## Tasks
**1)** In the devotional on being sanctified by correction, from which Greek word does the term translated "correction" come, and what does that word mean?
**2)** Pick up the devotional on being sanctified by correction after its final sentence and continue it in the same style.

## Excerpt
+ + +

SANCTIFIED BY CORRECTION :: Warren WiersbeBy Warren Wiersbe
Sanctify them by Your truth. Your word is truth" (John 17:17). Second Timothy 3:16, 17 tells us that the Word of God is profitable for doctrine (what is right), for reproof (what is not right), for correction (how to get right) and for instruction in righteousness (how to stay right.) The word "profitable" means that God's Word has something to contribute to our lives. It is beneficial. We don't read and study the Word of God simply because we love it and because it can change our lives but because it is profitable.
God's Word is profitable for correction. The word translated "correction" comes from the Greek word orthos, which means "to be straight." We derive our English words orthodontist, orthopedic and orthodoxy from it. An orthodontist is a person who makes teeth straight. An orthopedic surgeon takes limbs that are twisted or broken and sets them straight. Orthodoxy is doctrine that is straight. How do we get right? By correction from the Word of God. God makes us straight through His Word.
How does the Word of God correct us? Perhaps one of the best ways to answer that question is to look at different images of the Word of God in the Bible. At least four images will help us understand this ministry of correction.
First of all, the Word of God is light that corrects our detours. It’s no fun to be walking in the darkness. Imagine how you would feel in a forest or in some isolated area without a compass, without a road map and without a light. I even get lost in the daytime because I have a very poor sense of direction. In life, we need direction. Jeremiah said, "It is not in man who walks to direct his own steps" Jer. 10:23). We need direction and guidance, or we will find ourselves off on detours.
Psalm 119:105 is a familiar verse: "Your word is a lamp to my feet and a light to my path." Back in Bible days, they didn't have street lights or road markers such as we have today. They used a lamp to find their way. God's Word is a lamp to our feet. Every time we take a step, it shows us the next step. The Word is not a great beacon that shines miles and miles down the road. No, it's a light that moves ahead with us as we take small steps of faith. 'Trust in the Lord with all your heart, and lean not on your own understanding; in all your ways acknowledge Him, and He shall direct [make straight] your paths" (Prov. 3:5,6). By the light of His Word, God will keep you off the detours. Proverbs 11:5 says, "The righteousness of the blameless will direct his way aright, but the wicked will fall by his own wickedness." That word "direct" means "make the way smooth" or "make the way straight."

+ + +

Data records
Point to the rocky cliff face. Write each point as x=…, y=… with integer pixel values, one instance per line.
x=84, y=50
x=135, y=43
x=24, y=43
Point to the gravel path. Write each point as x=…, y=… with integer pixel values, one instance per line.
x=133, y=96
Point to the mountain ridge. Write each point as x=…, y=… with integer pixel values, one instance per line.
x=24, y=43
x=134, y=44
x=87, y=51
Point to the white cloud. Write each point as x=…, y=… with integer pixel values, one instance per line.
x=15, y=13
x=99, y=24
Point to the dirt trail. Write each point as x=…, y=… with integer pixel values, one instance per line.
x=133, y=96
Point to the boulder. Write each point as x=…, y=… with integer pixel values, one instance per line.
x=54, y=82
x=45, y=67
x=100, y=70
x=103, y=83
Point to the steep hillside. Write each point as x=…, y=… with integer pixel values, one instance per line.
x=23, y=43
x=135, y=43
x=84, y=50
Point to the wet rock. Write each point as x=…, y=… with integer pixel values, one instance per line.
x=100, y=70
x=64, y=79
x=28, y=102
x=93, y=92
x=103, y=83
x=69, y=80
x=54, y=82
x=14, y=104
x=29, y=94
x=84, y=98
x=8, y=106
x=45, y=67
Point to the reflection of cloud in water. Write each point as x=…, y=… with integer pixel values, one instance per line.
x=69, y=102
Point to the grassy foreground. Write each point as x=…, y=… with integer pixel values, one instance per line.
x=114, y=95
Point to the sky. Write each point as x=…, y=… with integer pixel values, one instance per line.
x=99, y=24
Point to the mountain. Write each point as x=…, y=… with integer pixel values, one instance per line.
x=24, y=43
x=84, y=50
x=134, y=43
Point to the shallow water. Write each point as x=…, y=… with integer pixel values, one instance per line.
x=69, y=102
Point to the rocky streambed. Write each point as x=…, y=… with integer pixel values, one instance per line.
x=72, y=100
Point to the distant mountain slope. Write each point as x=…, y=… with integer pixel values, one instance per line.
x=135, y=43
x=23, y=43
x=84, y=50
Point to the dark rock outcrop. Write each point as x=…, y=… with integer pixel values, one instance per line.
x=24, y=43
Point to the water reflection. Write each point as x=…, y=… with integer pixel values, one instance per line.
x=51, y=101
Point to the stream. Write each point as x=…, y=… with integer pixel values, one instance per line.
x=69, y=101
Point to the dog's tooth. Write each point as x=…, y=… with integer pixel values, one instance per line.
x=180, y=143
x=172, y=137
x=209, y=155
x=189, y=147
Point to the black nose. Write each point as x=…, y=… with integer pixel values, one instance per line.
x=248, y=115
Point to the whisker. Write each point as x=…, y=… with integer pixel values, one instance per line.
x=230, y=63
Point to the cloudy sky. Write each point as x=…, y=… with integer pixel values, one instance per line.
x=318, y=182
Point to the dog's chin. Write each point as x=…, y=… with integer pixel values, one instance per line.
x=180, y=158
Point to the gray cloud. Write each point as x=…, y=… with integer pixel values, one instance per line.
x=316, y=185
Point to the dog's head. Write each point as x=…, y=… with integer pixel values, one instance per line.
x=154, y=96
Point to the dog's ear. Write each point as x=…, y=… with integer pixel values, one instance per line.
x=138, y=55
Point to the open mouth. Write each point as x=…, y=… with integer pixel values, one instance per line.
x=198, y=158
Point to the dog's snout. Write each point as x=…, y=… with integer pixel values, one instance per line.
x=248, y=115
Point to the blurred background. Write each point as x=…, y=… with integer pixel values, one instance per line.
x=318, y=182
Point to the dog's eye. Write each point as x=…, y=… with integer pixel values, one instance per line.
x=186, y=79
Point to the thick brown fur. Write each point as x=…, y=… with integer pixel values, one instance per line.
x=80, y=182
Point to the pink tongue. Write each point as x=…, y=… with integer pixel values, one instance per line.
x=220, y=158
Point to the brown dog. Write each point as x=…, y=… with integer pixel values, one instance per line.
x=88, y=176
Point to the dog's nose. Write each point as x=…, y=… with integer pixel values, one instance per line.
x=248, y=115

+ + +

## Responses to the exercise
**1)** It comes from the Greek word orthos, which means "to be straight."

**2)**
So the Word of God is a light that corrects our detours. It explains the right way, encourages the right way and exposes the wrong way. As you hold the Word of God before your path, it shows you which way to go. But what if you get off on a detour? Sometimes deliberately, sometimes foolishly, we get off on detours and find ourselves out of the will of God. The Word of God will then correct us by showing us the right path and leading us back to the will of God.
We find an interesting illustration of this in Galatians 2:11-14. The Apostle Peter temporarily turned away from the doctrine of the grace of God and began to fellowship with and approve the legalists who were in the church. "But when Peter had come to Antioch, I withstood him to his face, because he was to be blamed; for before certain men came from James, he [Peter] would eat with the Gentiles; but when they came, he withdrew and separated himself, fearing those who were of the circumcision" (w. 11,12). This was a false separation based on fear and not based on the Word of God. Verse 13 tells us that many of the Jews followed Peter's bad example. Even Barnabas was carried away with this hypocrisy!
Notice what Paul did. He first observed "that they were not straightforward about the truth of the gospel" (v. 14). The word "straightforward" is orthopodeo-our word orthos again-meaning "to walk straight." When Paul saw that Peter and his friends were not walking straight, according to the truth of the Gospel, he rebuked Peter. He said, "If you, being a Jew, live in the manner of Gentiles and not as the Jews, why do you compel Gentiles to live as Jews?" (v. 14). Paul realized that Peter had gone off on a detour, and he used the Word of God to bring him back to the place of obedience.
Note that Paul rebuked Peter publicly, because Peter had sinned publicly. He had led other people astray publicly. He had led them on a detour, and of course, this is very dangerous. It's dangerous when a Christian leader influences God's people to follow some detour. Peter was not walking straight, according to the truth of the Gospel. We should test everything by the truth of the Gospel. What is the Gospel? Christ died for our sins according to the Scriptures. He was buried and rose again the third day according to the Scriptures. He was seen alive by many witnesses. If you believe on the Lord Jesus Christ, you will be saved. (See I Corinthians 15.)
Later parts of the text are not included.